Reproduce every one of the items below line for line, changing nothing.

◇ ◇ ◇ ◇

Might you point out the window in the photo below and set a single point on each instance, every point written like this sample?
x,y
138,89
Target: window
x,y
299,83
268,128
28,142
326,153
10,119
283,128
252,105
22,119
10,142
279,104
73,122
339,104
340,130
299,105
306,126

◇ ◇ ◇ ◇

• **Solved exercise**:
Might you point out the window in the photo below and set a single point on each instance, every point written like this sample?
x,y
138,89
Target: window
x,y
299,83
268,128
28,142
326,153
10,119
283,128
252,105
22,119
10,142
279,104
73,122
339,104
340,130
299,105
306,126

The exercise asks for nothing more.